### Directions for this task
The word "above" marks the lines you need; copy each of them from the data.

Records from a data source
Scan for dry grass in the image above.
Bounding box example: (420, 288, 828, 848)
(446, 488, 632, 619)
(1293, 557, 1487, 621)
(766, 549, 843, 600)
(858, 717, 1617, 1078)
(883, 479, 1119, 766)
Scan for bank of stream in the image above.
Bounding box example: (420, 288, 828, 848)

### Solution to this problem
Scan for dry grass in the image above.
Scan for bank of stream in the image above.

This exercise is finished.